Exactly the lines from the opening of the data through the line containing "The even-odd rule governs holes." should be reproduced, please, with nothing added.

(GIVEN RECORDS begins)

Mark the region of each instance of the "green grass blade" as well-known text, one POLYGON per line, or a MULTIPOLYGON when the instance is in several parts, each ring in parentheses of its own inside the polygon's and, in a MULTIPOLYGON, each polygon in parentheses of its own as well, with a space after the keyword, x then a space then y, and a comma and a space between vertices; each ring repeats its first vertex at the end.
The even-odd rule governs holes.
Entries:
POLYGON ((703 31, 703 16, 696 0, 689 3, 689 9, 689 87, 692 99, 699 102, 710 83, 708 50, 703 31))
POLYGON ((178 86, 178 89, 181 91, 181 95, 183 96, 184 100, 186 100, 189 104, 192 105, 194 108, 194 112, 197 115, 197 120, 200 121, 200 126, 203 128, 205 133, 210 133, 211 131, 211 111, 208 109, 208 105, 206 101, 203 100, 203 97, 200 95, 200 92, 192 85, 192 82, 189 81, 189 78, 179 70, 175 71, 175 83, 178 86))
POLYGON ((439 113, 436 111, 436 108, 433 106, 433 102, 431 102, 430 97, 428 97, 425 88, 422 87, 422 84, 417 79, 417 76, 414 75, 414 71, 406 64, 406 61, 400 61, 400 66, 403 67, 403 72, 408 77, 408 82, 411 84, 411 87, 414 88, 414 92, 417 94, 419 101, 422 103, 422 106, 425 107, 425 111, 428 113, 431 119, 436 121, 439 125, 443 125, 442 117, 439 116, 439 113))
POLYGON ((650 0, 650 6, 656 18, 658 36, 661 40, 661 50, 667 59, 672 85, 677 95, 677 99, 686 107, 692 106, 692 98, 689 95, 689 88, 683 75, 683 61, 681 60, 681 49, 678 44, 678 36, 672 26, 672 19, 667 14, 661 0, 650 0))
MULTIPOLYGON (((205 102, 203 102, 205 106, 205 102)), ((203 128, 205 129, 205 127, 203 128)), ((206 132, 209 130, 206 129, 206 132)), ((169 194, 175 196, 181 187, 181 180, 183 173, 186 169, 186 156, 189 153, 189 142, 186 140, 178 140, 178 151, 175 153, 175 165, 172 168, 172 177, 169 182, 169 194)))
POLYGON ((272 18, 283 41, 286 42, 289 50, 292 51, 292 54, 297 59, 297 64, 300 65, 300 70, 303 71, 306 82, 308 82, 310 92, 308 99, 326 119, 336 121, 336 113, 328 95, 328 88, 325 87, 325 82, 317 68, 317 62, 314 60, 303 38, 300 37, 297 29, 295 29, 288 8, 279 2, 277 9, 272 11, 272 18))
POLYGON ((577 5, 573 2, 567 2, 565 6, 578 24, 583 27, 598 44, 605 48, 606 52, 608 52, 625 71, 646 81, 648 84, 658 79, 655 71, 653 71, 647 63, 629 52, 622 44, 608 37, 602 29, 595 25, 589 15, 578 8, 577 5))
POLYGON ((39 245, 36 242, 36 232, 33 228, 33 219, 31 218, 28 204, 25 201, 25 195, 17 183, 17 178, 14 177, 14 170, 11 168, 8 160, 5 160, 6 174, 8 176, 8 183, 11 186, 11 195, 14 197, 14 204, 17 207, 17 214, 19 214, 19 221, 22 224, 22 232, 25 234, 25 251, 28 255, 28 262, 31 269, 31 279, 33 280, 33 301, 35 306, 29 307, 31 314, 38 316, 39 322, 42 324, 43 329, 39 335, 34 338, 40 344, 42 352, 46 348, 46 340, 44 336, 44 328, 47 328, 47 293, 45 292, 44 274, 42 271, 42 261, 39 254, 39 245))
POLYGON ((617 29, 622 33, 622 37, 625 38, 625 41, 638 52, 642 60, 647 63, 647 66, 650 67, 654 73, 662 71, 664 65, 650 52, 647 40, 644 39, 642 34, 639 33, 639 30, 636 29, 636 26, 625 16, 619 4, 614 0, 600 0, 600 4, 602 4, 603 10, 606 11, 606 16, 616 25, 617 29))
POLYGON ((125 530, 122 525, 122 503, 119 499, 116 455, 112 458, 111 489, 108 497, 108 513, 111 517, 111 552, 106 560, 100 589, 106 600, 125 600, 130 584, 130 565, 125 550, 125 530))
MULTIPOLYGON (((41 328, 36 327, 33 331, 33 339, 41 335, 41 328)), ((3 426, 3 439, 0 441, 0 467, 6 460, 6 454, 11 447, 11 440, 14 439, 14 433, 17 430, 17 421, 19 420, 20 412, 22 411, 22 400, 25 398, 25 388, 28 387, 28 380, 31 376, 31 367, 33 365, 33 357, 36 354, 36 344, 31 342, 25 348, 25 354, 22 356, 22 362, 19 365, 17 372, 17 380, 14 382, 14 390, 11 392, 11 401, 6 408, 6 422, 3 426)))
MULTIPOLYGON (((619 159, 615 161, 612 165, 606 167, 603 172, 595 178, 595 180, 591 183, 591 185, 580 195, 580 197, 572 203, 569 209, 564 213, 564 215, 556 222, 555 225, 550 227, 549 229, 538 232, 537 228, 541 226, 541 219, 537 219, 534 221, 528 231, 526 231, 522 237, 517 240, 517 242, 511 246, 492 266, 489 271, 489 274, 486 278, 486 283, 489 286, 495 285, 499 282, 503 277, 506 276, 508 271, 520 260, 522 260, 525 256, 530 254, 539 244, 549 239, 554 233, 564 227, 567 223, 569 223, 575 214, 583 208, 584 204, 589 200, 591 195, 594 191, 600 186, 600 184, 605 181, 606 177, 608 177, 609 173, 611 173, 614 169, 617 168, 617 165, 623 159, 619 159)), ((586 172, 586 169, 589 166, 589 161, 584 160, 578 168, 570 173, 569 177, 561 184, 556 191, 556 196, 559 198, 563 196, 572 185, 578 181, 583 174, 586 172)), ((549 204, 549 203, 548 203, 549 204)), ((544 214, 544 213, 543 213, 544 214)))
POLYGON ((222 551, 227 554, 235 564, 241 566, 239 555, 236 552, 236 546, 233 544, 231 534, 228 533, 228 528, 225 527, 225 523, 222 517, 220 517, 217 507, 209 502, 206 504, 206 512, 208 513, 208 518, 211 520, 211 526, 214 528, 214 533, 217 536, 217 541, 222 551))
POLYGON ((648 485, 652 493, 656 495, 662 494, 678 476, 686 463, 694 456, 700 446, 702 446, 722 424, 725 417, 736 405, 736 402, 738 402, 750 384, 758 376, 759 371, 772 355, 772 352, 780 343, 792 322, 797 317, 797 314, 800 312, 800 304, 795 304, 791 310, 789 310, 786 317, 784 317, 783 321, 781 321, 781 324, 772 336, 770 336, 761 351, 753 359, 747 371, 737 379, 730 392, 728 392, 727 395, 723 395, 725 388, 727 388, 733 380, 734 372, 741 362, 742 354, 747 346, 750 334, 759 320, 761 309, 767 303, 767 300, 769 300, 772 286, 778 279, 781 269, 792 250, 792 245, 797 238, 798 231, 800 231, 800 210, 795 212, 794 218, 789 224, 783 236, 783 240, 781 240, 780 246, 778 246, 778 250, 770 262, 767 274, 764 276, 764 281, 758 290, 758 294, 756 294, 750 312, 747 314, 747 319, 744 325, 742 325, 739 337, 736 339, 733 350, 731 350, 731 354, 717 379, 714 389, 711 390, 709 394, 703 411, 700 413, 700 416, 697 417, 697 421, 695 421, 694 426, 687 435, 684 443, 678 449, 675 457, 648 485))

(GIVEN RECORDS ends)

TASK RESPONSE ::
Mark the region of each instance of the "green grass blade" as well-known text, one POLYGON per line, or a MULTIPOLYGON when the instance is in several parts, each ring in parentheses of its own inside the polygon's and, in a MULTIPOLYGON, each polygon in parentheses of its own as well, with a space after the keyword, x then a space then y, and a comma and a space between vertices; each ring repeats its first vertex at the end.
The even-odd rule governs holes.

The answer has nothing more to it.